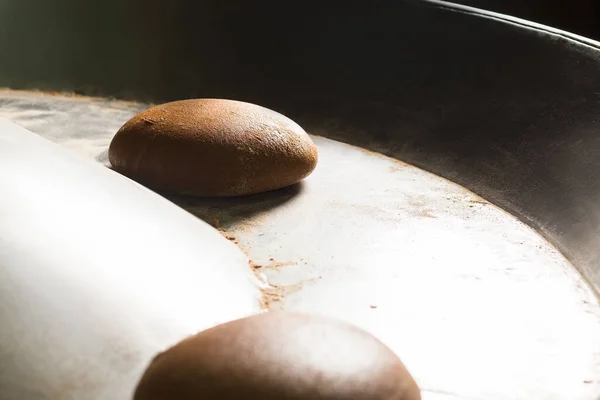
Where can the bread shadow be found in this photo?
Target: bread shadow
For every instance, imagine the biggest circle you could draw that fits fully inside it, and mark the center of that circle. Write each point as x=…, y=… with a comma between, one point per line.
x=224, y=212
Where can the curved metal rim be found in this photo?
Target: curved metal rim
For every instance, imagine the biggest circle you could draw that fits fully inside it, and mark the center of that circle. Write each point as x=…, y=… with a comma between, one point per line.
x=508, y=19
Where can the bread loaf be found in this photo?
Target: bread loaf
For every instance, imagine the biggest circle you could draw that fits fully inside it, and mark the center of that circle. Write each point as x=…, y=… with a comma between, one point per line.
x=278, y=356
x=212, y=147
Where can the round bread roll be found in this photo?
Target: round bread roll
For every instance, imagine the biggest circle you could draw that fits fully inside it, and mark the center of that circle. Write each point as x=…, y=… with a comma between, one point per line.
x=212, y=147
x=278, y=356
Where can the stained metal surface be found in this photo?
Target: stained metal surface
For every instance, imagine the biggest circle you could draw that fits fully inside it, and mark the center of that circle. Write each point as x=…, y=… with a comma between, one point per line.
x=506, y=108
x=99, y=274
x=478, y=305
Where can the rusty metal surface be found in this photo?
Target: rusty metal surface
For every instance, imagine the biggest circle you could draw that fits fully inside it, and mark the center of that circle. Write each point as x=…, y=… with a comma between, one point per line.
x=477, y=304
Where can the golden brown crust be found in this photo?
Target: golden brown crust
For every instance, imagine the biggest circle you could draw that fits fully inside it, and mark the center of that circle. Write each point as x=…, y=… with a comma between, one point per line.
x=278, y=356
x=212, y=147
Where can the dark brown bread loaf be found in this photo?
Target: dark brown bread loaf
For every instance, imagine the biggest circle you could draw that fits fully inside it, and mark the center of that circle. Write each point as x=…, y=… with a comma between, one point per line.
x=278, y=356
x=212, y=147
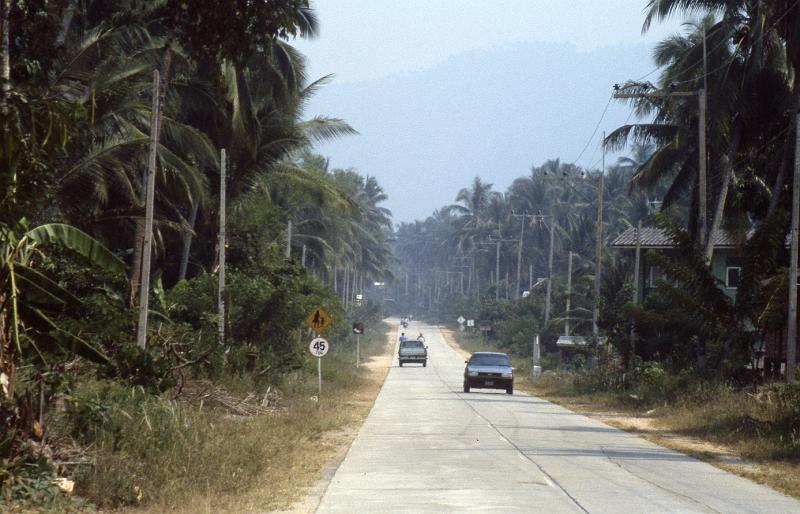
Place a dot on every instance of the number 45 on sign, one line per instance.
(318, 347)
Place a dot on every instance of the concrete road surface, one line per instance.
(428, 447)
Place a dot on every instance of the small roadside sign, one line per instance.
(318, 320)
(318, 347)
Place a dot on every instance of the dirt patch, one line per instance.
(378, 367)
(783, 476)
(450, 339)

********************

Nothing but the lines from the line containing "Where can the rusty" through the last line of the material may be output, and they must be copied exactly, without pictures.

Where can the rusty metal surface be found in this photo?
Target: rusty metal surface
For every instance, imagine the biggest circle you could draw that fits fully inside it, and mark the center of that circle. Write each point as x=…, y=… with a comma between, one point per line.
x=477, y=304
Where can the golden brown crust be found in this photo?
Target: golden brown crust
For every instance, imagine the biggest circle you could draw that fits fully inside it, and mark the center of that circle. Write each point as x=…, y=… with a comma between, one point per line.
x=278, y=356
x=212, y=147
Where can the dark brown bread loaf be found in this photo?
Target: dark brown bread loaf
For every instance, imagine the biggest circle you could draw that fits fully inside it, and mark the center of that circle. Write each point as x=…, y=… with a comma between, one point per line.
x=278, y=356
x=212, y=147
Place a dot on every instance of the number 45 on sign, one line per instance.
(318, 347)
Place a dot on every instance of the concrete road surface, one line per instance.
(428, 447)
Place a dot on every instance of the small roadside sign, one line per instance.
(318, 320)
(318, 347)
Place a dot on every instance of the dirt patch, one line per instance.
(378, 367)
(783, 476)
(450, 339)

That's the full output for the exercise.